[PROBLEM DETAILS] Please rewrite the data from the line with "Category: house wall" up to and including the final line of the data, adding 128 to each keypoint coordinate and keeping every other line unchanged.
◆ ◆ ◆ ◆ ◆ ◆ ◆
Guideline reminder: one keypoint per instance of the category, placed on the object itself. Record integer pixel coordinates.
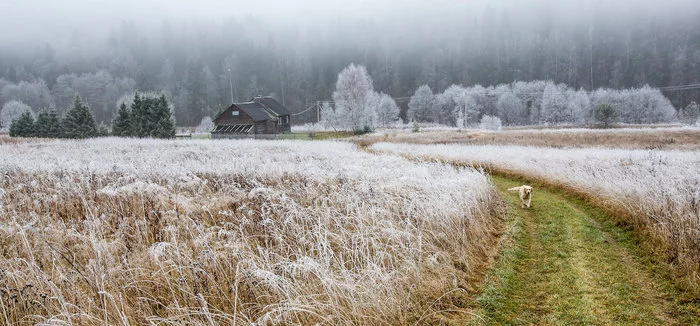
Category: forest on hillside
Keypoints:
(201, 64)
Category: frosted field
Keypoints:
(108, 231)
(658, 191)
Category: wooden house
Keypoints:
(261, 116)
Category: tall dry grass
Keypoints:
(130, 232)
(657, 192)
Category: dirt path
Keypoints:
(563, 266)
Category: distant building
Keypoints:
(261, 117)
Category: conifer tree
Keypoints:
(23, 126)
(139, 116)
(48, 125)
(122, 124)
(79, 122)
(164, 126)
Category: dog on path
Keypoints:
(525, 195)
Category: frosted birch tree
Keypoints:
(510, 108)
(351, 97)
(579, 106)
(387, 110)
(11, 111)
(420, 108)
(554, 106)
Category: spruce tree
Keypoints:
(164, 126)
(79, 122)
(122, 124)
(23, 126)
(48, 125)
(139, 116)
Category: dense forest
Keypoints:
(200, 64)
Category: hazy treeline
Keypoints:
(539, 102)
(583, 44)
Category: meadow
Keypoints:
(656, 192)
(201, 232)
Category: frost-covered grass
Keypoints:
(115, 231)
(658, 192)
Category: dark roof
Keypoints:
(271, 104)
(254, 110)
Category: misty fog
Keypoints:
(294, 50)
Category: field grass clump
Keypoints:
(128, 232)
(654, 191)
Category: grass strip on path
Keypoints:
(563, 264)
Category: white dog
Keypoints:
(525, 195)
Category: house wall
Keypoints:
(227, 118)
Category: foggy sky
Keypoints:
(37, 21)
◆ ◆ ◆ ◆ ◆ ◆ ◆
[FINAL RESULT]
Category: house wall
Keypoints:
(355, 246)
Category: foggy sky
Keypoints:
(165, 149)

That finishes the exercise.